Em tempos de crise a inspiração escasseia. As ideias ficam presas no cérebro que padece de falta de oxigenação. O sangue deixa de circular, tal não é o aperto do cinto. A necrose instala-se. Era assim que se sentia Labregoísio diariamente. Sufocado. Como se tivesse a cabeça presa num torno mecânico. Ah! a imagem do operário oprimido pelo sistema. Um bom leit motiv para um mural. O homem preso à máquina. O homem servo da máquina. A máquina que rumina o homem.
Fez as contas por alto, que a matemática nunca foi o seu forte, e descobriu que será um homem velho quando a situação der algum sinal de melhoria. A vida, tê-la-à passado em contenção, em esforço, em desassossego, miserável e com medo. A sério? É isto que nos espera? A vida? É isto?
Indignava-se com a falta de indignação. Deixou-se cair no cadeirão e abandonou de novo a tela; trocou os pincéis pelo cigarro e pôs-se a esfumaçar. Gostava da sala cheia de fumo - recordava-lhe outras praias e nevoeiros - amores e inocências numa época em que podia considerar-se feliz sem ter vergonha de si próprio. Tempos que já não voltam. Não por a marcha do tempo ser linear na forma como a percepcionamos, mas por já não haver inocência uma vez que abrimos os olhos. E olhos foram abertos concerteza. Abertos para no-los encherem de areia e de promessas. Mentiras!
Que sentido de traição é este? Pergunta-se Labregoísio. Porque nos aconchegamos nesta tristeza?
Levantou-se e procurou os lençóis velhos com que resguardava os móveis quando viajava.

-- MATERIAL DE APOIO --

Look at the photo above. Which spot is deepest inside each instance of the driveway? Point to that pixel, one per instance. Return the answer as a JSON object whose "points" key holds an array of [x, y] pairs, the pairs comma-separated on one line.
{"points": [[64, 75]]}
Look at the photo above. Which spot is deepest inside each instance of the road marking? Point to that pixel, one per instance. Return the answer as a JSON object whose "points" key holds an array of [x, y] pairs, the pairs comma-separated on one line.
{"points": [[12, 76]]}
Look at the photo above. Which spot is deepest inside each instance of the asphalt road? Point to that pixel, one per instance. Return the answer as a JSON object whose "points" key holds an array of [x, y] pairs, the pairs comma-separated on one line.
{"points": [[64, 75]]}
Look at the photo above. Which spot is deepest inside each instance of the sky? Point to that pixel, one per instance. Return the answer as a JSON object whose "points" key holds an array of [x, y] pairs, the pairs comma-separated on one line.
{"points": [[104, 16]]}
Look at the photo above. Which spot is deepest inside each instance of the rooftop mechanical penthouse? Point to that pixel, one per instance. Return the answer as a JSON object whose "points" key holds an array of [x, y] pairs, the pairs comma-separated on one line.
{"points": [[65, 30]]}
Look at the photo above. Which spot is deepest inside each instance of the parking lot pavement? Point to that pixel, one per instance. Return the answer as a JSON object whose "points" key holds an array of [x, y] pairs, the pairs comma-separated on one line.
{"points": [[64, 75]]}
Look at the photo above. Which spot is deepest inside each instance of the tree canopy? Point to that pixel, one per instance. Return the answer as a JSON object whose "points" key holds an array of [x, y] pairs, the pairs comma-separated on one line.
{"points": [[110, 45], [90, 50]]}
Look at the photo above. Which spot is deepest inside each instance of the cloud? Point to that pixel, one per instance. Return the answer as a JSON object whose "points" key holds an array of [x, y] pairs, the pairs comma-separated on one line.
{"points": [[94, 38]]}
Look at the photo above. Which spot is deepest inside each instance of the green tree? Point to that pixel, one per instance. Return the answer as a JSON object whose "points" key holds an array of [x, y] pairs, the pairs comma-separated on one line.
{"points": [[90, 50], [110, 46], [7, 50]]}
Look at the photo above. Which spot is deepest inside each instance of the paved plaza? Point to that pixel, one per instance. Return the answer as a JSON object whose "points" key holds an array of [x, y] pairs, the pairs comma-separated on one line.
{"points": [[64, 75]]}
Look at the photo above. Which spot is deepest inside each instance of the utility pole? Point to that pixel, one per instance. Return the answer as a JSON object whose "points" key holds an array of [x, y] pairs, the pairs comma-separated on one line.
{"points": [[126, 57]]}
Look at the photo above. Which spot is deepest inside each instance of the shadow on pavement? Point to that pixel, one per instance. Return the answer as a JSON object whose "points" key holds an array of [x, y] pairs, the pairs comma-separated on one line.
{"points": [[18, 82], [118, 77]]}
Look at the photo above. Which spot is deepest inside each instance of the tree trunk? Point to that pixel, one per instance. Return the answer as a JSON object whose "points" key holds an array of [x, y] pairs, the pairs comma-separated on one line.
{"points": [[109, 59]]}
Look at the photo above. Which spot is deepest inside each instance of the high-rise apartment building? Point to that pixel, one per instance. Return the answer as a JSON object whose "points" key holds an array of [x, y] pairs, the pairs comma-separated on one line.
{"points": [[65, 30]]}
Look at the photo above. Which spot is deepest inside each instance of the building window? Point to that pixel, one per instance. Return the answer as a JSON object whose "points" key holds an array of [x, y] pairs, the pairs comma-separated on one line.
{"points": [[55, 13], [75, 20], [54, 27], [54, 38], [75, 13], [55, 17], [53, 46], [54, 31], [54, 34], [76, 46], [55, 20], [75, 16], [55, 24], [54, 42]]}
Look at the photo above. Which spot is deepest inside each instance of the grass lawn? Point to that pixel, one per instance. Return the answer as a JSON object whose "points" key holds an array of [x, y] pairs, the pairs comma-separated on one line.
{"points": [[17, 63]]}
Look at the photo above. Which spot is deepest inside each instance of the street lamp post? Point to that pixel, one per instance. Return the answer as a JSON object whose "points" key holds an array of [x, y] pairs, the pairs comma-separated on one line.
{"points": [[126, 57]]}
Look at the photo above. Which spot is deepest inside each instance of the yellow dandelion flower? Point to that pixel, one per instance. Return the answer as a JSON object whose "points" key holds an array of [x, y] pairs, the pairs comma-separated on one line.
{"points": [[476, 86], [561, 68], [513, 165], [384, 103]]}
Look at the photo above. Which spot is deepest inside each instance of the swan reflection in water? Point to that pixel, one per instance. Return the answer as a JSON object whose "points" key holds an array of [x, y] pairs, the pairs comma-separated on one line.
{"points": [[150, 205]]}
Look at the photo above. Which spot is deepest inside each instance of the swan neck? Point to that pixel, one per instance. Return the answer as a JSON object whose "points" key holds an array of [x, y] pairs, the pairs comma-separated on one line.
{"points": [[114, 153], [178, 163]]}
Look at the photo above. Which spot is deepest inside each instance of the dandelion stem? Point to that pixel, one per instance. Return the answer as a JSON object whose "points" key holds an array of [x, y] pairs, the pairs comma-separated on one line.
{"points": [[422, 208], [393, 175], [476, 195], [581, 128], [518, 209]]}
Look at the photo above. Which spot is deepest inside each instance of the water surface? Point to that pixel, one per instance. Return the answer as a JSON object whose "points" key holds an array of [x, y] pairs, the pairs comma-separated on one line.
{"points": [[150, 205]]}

-- TAREFAS A REALIZAR --
• A. Reproduza o trecho do texto fornecido de "Fez as contas" a "de promessas. Mentiras!", trocando "cigarro" por "cachimbo".
• B. Indique apenas quantas linhas das entradas contêm a palavra "building", tendo em conta a distinção entre maiúsculas e minúsculas.
O texto fornecido e as entradas não têm qualquer relação entre si.

-- RESULTADOS --
• A.
Fez as contas por alto, que a matemática nunca foi o seu forte, e descobriu que será um homem velho quando a situação der algum sinal de melhoria. A vida, tê-la-à passado em contenção, em esforço, em desassossego, miserável e com medo. A sério? É isto que nos espera? A vida? É isto?
Indignava-se com a falta de indignação. Deixou-se cair no cadeirão e abandonou de novo a tela; trocou os pincéis pelo cachimbo e pôs-se a esfumaçar. Gostava da sala cheia de fumo - recordava-lhe outras praias e nevoeiros - amores e inocências numa época em que podia considerar-se feliz sem ter vergonha de si próprio. Tempos que já não voltam. Não por a marcha do tempo ser linear na forma como a percepcionamos, mas por já não haver inocência uma vez que abrimos os olhos. E olhos foram abertos concerteza. Abertos para no-los encherem de areia e de promessas. Mentiras!

• B. 2